• Input rows:
*-*-*
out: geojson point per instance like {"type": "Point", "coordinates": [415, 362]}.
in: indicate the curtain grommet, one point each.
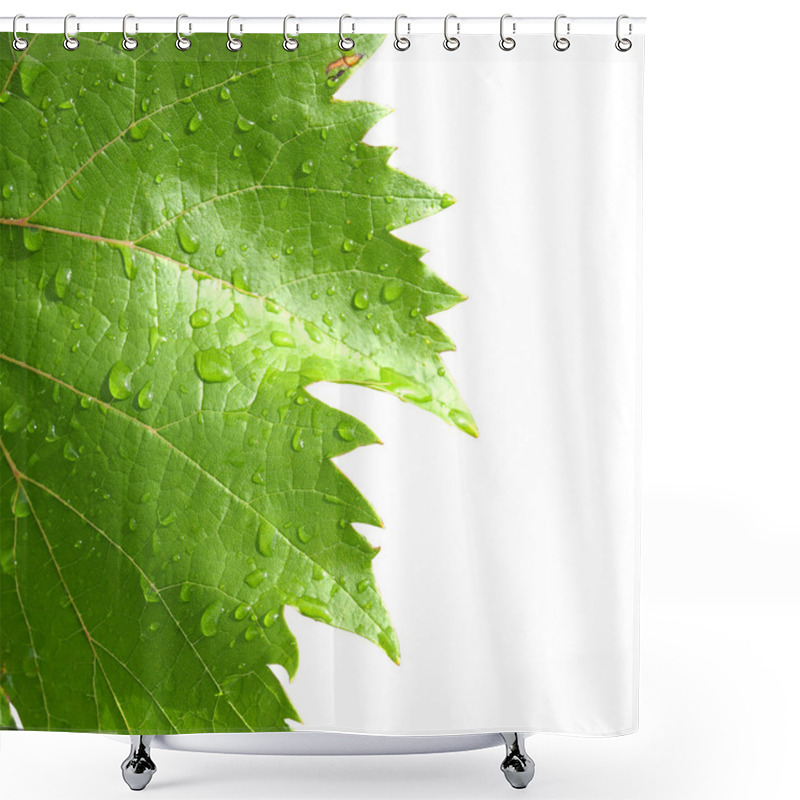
*-*-*
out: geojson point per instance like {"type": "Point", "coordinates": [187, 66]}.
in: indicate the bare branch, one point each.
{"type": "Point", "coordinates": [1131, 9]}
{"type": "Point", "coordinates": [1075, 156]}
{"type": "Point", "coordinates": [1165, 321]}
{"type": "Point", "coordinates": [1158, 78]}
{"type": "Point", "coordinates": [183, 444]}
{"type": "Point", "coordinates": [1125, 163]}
*-*-*
How many lines in the rows above contain the word "each"? Reply with the number alone.

• Completed exercise: 2